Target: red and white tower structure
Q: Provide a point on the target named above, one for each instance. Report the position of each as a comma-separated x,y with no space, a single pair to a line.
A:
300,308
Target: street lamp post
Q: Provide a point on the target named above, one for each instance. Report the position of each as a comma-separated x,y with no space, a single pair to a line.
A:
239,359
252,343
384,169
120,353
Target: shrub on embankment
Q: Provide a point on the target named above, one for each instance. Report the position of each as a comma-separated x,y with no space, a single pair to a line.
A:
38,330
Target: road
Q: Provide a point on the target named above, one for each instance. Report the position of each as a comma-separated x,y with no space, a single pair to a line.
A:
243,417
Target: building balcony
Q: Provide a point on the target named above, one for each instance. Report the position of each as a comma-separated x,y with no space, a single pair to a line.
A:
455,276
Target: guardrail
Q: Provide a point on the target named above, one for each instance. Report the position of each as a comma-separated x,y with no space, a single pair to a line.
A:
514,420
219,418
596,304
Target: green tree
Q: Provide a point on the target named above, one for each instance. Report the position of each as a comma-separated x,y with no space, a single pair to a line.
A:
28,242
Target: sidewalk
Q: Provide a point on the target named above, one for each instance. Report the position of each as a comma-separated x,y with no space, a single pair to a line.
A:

-- -- --

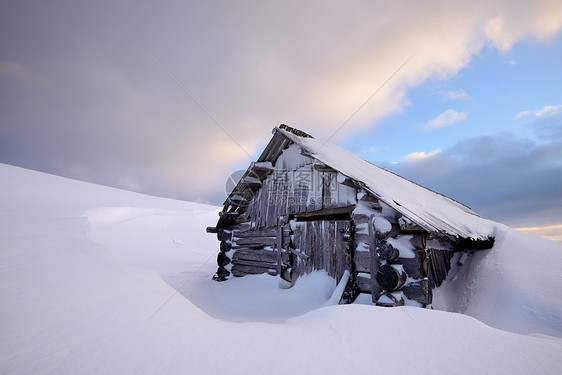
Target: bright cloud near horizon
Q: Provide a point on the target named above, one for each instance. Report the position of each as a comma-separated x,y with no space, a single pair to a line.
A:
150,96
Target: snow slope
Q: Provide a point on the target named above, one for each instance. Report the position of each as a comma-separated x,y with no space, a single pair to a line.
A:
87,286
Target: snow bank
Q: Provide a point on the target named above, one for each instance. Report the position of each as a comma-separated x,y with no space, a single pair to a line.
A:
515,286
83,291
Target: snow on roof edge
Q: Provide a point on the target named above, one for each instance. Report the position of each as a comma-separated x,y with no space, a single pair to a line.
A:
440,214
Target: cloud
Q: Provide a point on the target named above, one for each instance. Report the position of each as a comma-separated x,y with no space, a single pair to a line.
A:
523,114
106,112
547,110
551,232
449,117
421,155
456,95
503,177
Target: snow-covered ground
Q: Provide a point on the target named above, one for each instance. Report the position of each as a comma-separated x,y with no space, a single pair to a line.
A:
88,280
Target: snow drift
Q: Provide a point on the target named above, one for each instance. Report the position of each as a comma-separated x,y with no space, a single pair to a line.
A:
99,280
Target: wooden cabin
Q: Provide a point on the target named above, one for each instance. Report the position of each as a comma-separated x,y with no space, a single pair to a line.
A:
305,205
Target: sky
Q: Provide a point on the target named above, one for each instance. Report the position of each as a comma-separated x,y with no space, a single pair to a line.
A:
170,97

-- -- --

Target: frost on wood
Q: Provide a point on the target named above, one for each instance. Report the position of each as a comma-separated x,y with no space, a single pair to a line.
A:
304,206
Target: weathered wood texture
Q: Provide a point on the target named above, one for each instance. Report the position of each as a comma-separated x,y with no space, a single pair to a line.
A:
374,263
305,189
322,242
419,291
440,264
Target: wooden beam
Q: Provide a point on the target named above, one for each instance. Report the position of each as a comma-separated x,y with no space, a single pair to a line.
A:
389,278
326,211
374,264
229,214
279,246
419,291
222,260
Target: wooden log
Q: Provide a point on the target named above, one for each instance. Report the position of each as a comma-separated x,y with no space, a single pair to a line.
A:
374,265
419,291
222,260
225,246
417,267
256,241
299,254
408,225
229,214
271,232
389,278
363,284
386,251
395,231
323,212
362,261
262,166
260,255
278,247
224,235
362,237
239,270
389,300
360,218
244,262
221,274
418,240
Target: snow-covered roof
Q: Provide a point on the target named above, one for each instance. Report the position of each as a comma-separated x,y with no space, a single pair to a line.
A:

-- -- --

## Task statement
Count the lines above that contain the string "snow", matching case exactly, and give only that number.

## Problem solution
6